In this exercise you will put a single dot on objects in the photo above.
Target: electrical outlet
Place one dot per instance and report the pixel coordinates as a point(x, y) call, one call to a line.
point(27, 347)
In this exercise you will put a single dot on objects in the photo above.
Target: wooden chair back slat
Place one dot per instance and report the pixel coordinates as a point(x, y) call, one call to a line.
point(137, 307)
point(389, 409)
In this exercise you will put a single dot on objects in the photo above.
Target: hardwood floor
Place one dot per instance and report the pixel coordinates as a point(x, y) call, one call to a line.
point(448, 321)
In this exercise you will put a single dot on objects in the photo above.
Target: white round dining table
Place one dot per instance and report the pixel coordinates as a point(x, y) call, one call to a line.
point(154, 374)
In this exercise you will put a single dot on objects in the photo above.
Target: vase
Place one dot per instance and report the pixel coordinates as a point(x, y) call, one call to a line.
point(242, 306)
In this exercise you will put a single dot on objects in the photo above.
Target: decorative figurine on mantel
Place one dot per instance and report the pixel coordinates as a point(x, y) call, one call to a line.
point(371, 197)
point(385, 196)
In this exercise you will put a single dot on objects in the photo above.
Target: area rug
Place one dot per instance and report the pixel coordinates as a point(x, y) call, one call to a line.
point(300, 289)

- STATED TASK -
Copy every record exactly as presented.

- OUTPUT -
In this exercise you will put a single dot on objects in the photo above.
Target: electrical outlet
Place one dot per instance and report the pixel coordinates as a point(x, y) call, one call to a line.
point(27, 347)
In this exercise you will put a single dot on objects in the photo above.
Target: wooden chair back slat
Place one dot per instance and report the pixel coordinates as a point(x, y) call, one call to a line.
point(137, 307)
point(389, 409)
In this exercise you will put a single dot on objects in the photo above.
Target: hardwood floor
Place one dot per instance and report the pixel coordinates as a point(x, y) call, one call to a line.
point(448, 321)
In this exercise you will put a single dot on objects in the photo above.
Target: white round dining table
Place one dot per instance and report the pixel coordinates as a point(x, y) call, one call to a line.
point(154, 374)
In this exercise you will put a single dot on objects in the photo above.
Target: vase
Place one dot per instance and report the pixel coordinates as a point(x, y) call, one call to a line.
point(242, 306)
In this exercise you will put a single dot on objects in the photo above.
Target: decorative figurine on mantel
Place one dot per instance and report the pixel coordinates as a point(x, y) call, one call to a line.
point(371, 197)
point(385, 196)
In this exercise you will put a single dot on objects in the photo above.
Target: area rug
Place one dot per instance and report the pixel coordinates as a point(x, y) call, one call to a line.
point(300, 289)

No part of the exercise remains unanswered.